Problem description: Every line in the entries that holds "traffic" should be identified and copied.

Working data:

• • • • • • •

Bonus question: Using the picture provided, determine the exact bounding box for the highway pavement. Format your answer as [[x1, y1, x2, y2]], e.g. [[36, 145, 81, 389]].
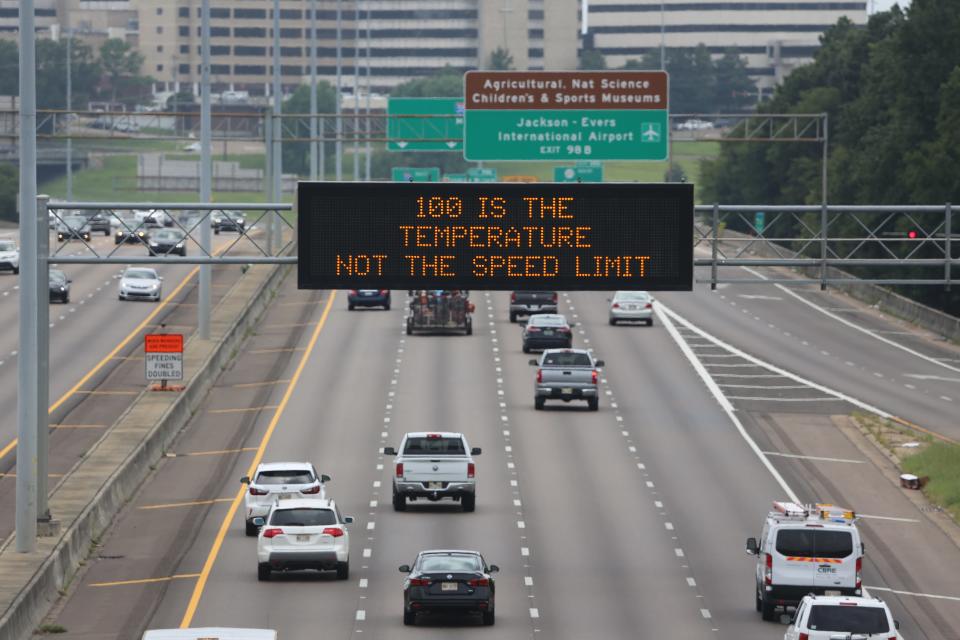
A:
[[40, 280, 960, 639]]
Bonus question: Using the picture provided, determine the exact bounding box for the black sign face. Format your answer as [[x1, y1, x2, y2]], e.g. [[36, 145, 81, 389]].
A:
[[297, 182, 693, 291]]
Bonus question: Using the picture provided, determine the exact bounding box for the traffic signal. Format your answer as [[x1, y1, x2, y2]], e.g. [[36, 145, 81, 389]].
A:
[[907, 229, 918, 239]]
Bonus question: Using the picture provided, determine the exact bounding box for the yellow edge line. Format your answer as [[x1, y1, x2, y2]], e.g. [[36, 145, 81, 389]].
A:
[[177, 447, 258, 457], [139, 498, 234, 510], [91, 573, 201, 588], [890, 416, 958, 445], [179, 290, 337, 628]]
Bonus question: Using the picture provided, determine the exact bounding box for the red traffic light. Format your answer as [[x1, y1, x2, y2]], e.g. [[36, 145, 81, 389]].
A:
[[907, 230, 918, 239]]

• • • • • • •

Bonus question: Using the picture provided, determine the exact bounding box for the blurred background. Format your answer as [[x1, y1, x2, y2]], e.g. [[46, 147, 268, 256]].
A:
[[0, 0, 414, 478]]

• • • • • • •

Answer box:
Bonus question: Using the picture provided, determine the exact bounding box for the traffic signal. Format your answer as [[x1, y1, x2, y2]], e.g. [[36, 145, 81, 389]].
Bonus question: Using the picture provided, determine the exact bounding box for the red traffic light. Format your answer as [[x1, y1, x2, y2]], e.g. [[36, 145, 81, 389]].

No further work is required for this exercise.